THE TASKS:
- a) Echo the part of the CD4026B text starting with "The CD4026B can" and going on through "electronic measurement setups.".
- b) According to the CD4026B text, which two functions does the chip already include that let students build practical circuits with fewer parts?

DOCUMENT EXTRACT:
The CD4026B is useful for learning digital electronics because it shows how clock pulses, counters, reset control, cascading, and 7-segment displays work together. Since it already includes the counter and display decoder, students can build practical circuits with fewer parts while still understanding important digital logic concepts.
The CD4026B can be used in simple test instruments that need to display pulse counts during measurement or testing. Its low component count, direct display-driving ability, and easy cascading support make it suitable for compact counters, test benches, and basic electronic measurement setups.

RAW DATA:
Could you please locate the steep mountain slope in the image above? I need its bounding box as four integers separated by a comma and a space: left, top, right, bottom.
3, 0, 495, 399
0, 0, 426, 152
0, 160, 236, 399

FULL ANSWERS:
- a)
The CD4026B can be used in simple test instruments that need to display pulse counts during measurement or testing. Its low component count, direct display-driving ability, and easy cascading support make it suitable for compact counters, test benches, and basic electronic measurement setups.

- b) The counter and the display decoder.